------ Selection ------

Data envelopment analysis

Building on the ideas of Farrell (1957),[5] the seminal work "Measuring the efficiency of decision making units" by Charnes, Cooper & Rhodes (1978)[1] applies linear programming to estimate an empirical production technology frontier for the first time. In Germany, the procedure was used earlier to estimate the marginal productivity of R&D and other factors of production. Since then, there have been a large number of books and journal articles written on DEA or applying DEA on various sets of problems.

Starting at the CCR model by Charnes, Cooper and Rhodes,[1] many extensions to DEA have been proposed in the literature. They range from adapting implicit model assumption such as input and output orientation, distinguishing technical and allocative efficiency,[6] adding limited disposability[7] of inputs/outputs or varying returns-to-scale[8] to techniques that utilize DEA results and extend them for more sophisticated analyses, such as stochastic DEA[9] or cross-efficiency analysis.[10]

In a one-input, one-output scenario, efficiency is merely the ratio of output over input that can be produced and comparing several entities/DMUs based on it is trivial. However, when adding more inputs or outputs the efficiency computation becomes more complex. Charnes, Cooper, and Rhodes (1978)[1] in their basic DEA model (CCR) define the objective function to find ${\displaystyle DMU_{j}'s}$ efficiency ${\displaystyle (\theta _{j})}$ as:

${\displaystyle \max \quad \theta _{j}={\frac {\sum \limits _{m=1}^{M}y_{m}^{j}u_{m}^{j}}{\sum \limits _{n=1}^{N}x_{n}^{j}v_{n}^{j}}},}$

where the ${\displaystyle DMU_{j}'s}$ known ${\displaystyle M}$ outputs ${\displaystyle y_{1}^{j},...,y_{m}^{j}}$ are multiplied by their respective weights ${\displaystyle u_{1}^{j},...,u_{m}^{j}}$ and divided by the ${\displaystyle N}$ inputs ${\displaystyle x_{1}^{j},...,x_{n}^{j}}$ multiplied by their respective weights ${\displaystyle v_{1}^{j},...,v_{n}^{j}}$.

------ Records shown ------

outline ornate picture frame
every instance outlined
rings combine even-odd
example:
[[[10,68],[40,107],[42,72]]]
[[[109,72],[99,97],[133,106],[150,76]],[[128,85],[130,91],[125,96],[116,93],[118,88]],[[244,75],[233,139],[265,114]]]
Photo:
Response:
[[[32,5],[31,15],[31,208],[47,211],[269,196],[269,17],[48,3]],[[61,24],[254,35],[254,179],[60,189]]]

------

▶ **What is being asked**: According to the data envelopment analysis text, why is comparing several DMUs trivial when there is only one input and one output? Answer in one to three sentences. Answer from the data envelopment analysis text alone, without relying on the data.

▶ **Exercise answer**: With one input and one output, efficiency is merely the ratio of output over input. Entities can therefore be compared directly on that single ratio. Adding more inputs or outputs makes the efficiency computation more complex.